Module Holism (was RE: exposed packages and cabal depends)

Mon Apr 11 20:27:45 EDT 2005

On Mon, 11 Apr 2005, Simon Marlow wrote:
>> The problem is, we don't want to import two modules, only to
>> discover that somewhere in their dependencies they each use the
>> same module name to refer to conflicting module implementations.
>
> This is the problem that the overlap restriction leads to, yes.

No, you have this problem even with atomic modules. It is a result 
simply of not allowing two modules to share the same name in the same 
program and has nothing to do with package overlap.

e.g. Suppose module Foo imports module Goo' and module 
Bar imports module Goo'' but that modules Goo' and Goo'' both claim to 
be named "Module Goo".  Foo and Bar both work on their own but you 
can't use both in the same program.  That's a big problem!

> Remember, when you're importing library modules, your dependencies are
> on *packages*, not modules.

Notice that in my example, it doesn't matter whether these modules are 
all in the same package or whether they are all in different packages 
or anything in between.

> It is
> mitigated by the fact that the granularity of dependencies is made
> coarser by the packaging system, so we believe it will rarely be a
> problem in practice.

In practice, it is all too easy for two diffferent packages or modules 
to assume two different versions of e.g. Network.HTTP.

>> Therefore, we really want to say that no two modules we might want to
>> import into our programs (either directly or indirectly) should share
>> the same name.  And, in particular, we don't want a packaging or
>> versioning system that encourages it!
>
> No, you've drawn a bogus conclusion again.  We most definitely want the
> ability to choose between multiple instances of a particular module in
> programs.

My point is that the choice of instance should be made at 
compile/build/run times and not at packaging time.

Allowing packages/modules to choose implementations increases the 
risk of the sort of conflict described above.

## Supplied data:
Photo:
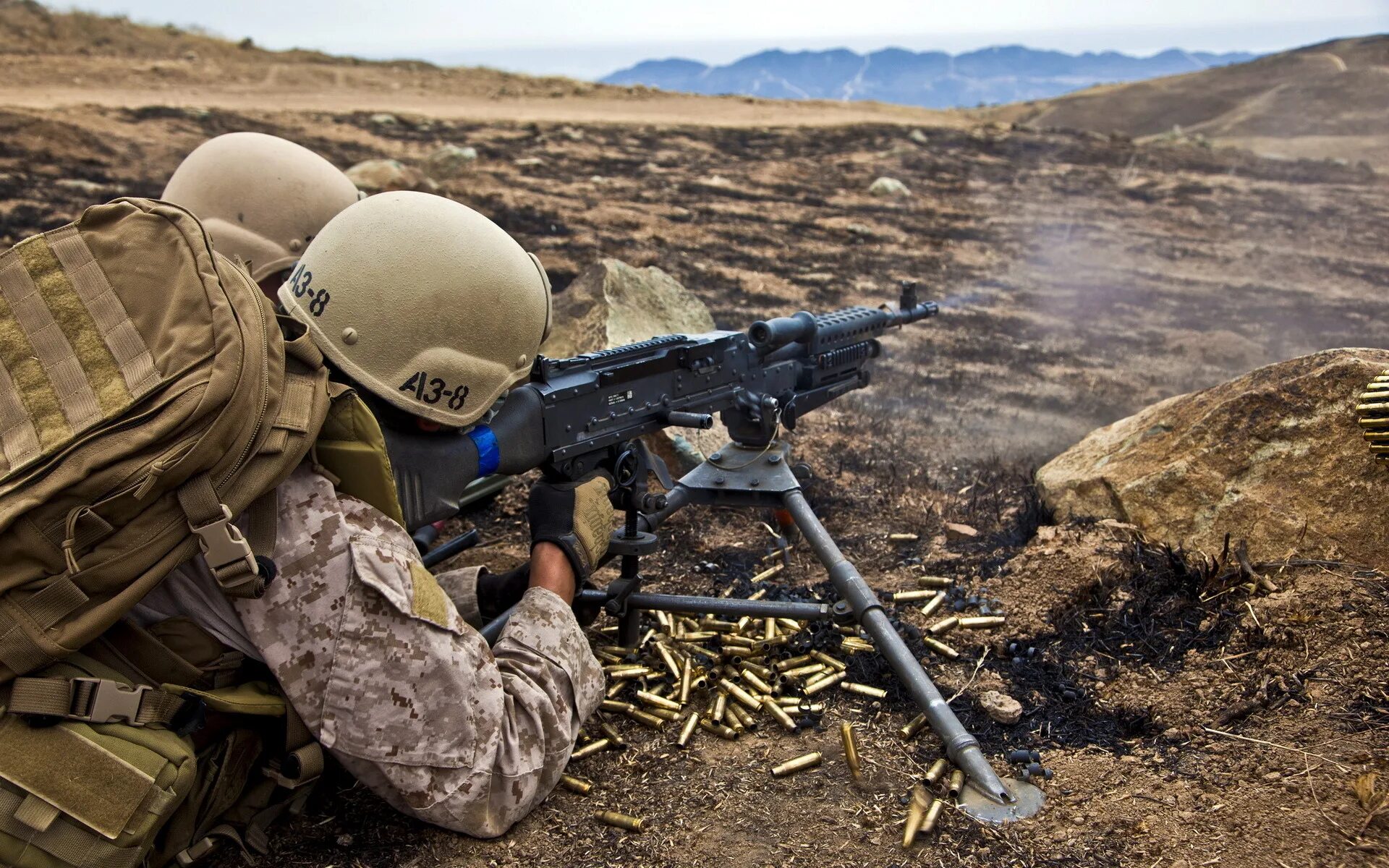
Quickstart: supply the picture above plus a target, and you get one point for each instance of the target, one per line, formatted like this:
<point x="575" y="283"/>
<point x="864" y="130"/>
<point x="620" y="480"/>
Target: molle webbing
<point x="71" y="356"/>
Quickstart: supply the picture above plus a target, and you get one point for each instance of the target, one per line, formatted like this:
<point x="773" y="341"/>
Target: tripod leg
<point x="960" y="746"/>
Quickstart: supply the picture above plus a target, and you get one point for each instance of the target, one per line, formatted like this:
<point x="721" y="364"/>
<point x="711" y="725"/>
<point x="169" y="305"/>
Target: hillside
<point x="1324" y="101"/>
<point x="934" y="80"/>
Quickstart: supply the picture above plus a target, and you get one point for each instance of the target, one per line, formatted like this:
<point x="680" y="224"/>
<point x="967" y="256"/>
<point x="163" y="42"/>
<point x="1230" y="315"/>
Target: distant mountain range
<point x="935" y="80"/>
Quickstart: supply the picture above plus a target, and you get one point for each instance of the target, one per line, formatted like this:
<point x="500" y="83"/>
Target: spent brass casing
<point x="645" y="718"/>
<point x="938" y="770"/>
<point x="913" y="728"/>
<point x="939" y="647"/>
<point x="718" y="729"/>
<point x="660" y="702"/>
<point x="798" y="764"/>
<point x="621" y="821"/>
<point x="777" y="712"/>
<point x="956" y="783"/>
<point x="592" y="747"/>
<point x="687" y="681"/>
<point x="762" y="686"/>
<point x="846" y="733"/>
<point x="691" y="723"/>
<point x="830" y="661"/>
<point x="863" y="689"/>
<point x="824" y="684"/>
<point x="613" y="735"/>
<point x="742" y="696"/>
<point x="933" y="816"/>
<point x="575" y="785"/>
<point x="791" y="663"/>
<point x="940" y="628"/>
<point x="916" y="814"/>
<point x="934" y="605"/>
<point x="744" y="717"/>
<point x="912" y="596"/>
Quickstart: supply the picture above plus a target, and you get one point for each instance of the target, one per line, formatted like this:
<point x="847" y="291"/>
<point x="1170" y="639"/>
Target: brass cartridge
<point x="575" y="785"/>
<point x="802" y="763"/>
<point x="621" y="821"/>
<point x="846" y="733"/>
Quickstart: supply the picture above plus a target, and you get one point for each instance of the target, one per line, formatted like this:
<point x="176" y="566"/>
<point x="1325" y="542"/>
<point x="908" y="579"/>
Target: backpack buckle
<point x="224" y="543"/>
<point x="107" y="702"/>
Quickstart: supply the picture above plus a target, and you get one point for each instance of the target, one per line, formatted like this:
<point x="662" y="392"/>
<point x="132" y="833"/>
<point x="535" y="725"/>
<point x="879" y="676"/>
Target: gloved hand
<point x="574" y="516"/>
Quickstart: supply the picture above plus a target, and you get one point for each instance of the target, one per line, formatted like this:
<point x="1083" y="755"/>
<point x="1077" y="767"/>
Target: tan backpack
<point x="146" y="399"/>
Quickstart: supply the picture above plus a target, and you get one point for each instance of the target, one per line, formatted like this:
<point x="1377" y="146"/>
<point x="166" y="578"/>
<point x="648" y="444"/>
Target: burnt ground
<point x="1081" y="279"/>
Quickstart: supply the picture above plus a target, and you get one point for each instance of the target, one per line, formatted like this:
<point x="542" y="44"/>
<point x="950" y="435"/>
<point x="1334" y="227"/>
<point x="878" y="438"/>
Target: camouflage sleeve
<point x="410" y="699"/>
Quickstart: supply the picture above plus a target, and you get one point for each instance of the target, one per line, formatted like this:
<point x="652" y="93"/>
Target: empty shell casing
<point x="691" y="723"/>
<point x="910" y="596"/>
<point x="745" y="718"/>
<point x="823" y="684"/>
<point x="933" y="816"/>
<point x="724" y="732"/>
<point x="863" y="689"/>
<point x="645" y="718"/>
<point x="939" y="647"/>
<point x="938" y="770"/>
<point x="660" y="702"/>
<point x="742" y="696"/>
<point x="802" y="763"/>
<point x="830" y="661"/>
<point x="575" y="785"/>
<point x="846" y="733"/>
<point x="791" y="663"/>
<point x="752" y="678"/>
<point x="588" y="750"/>
<point x="613" y="735"/>
<point x="621" y="821"/>
<point x="940" y="628"/>
<point x="913" y="728"/>
<point x="956" y="783"/>
<point x="777" y="712"/>
<point x="934" y="605"/>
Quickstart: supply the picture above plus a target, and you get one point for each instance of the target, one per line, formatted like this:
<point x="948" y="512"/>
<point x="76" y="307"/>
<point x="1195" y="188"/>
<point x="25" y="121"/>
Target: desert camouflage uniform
<point x="392" y="679"/>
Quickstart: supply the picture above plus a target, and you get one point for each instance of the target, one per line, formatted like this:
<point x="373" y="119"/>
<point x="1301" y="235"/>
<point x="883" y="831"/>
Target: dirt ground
<point x="1188" y="721"/>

## What to do:
Please carry on the message about module name conflicts from its last sentence, in the same voice.

## Answer to the problem:
> For example, if I have two versions of a package installed,
> say P-1 and P-2, I want to be able to compile my old code that depends
> on P-1 while still being able to write new code against P-2.  And I want
> to be able to use other packages that still depend, for the time being,
> on P-1.  When P-3 comes out, I don't want to be forced to uninstall P-1
> and P-2 before I can use it.

Now what happens when you want to use one package that depends on P-1 
and another that depends on P-2 at the same time?

My claim is that you can solve this only if a package that depends on 
P-1 can also work with P-2 and one that depends on P-2 can also work 
with P-3.

The only reason a build should fail is that you don't have a 
sufficiently recent version of some module.

[clarifying explanation of build-depends problems from prior mail]

When you say that package 'A' "build-depends" on packages 'B' and 'C', 
you are implicitly selecting a specific set of implementations for the 
module names used in package 'A'.  However if both 'B' and 'C' define 
and use module M then you are going to run into trouble.

But now lets suppose that 'B' uses module M and 'C' doesn't.  But that 
package 'C' build-depends on package 'D' and package 'D' build-depends 
on package 'E'.  Now suppose that a new version of 'E' is released 
that defines and uses module M.  Now you have real trouble!

Either way, you need some way to specify which module is authoritative 
implementation of a particular module name for your entire build and 
not per package!

In other words, the mapping of module names to implementations is not 
specific to any particular package, it is explicitly global to the 
build of the resulting program and implicitly global to the community 
of module/package authors.

For the same reason, you don't want "-hide-all-packages."  You want 
"-hide-local-variance" from the consensus mapping of module names to 
implementations.

>> What we want is a common system for mapping module names to
>> module implementations.
>>
>> * a protocol for resolving module-names to implementations at
>>   various haskell module name servers (hackage?)
>
> Go ahead, invent a protocol!

I offered two strawman versions of this protocol in my last mail in 
the "stop untracked dependencies" thread:

   Strawman protocol 1: Define a new DNS record, URL, and define some
   translation of module names into domain names.

   Strawman protocol 2: Use HTTP/HTTPS and define a query syntax such
   as "GET ResolverURL/moduleName HTTP/1.0" and use 30x headers for
   redirection to the appropriate server.

I like the later because we can then reuse WebDAV versioning 
semantics, but think that there is little point in fleshing it out 
further unless we agree on the need.

>> And we need to constraint the versioning system to require that
>> every new version of a module must fulfill the contracts of the
>> prior versions so no existing dependency is broken by any changes.
>
> That's way too restrictive.  We'd never be able to remove anything.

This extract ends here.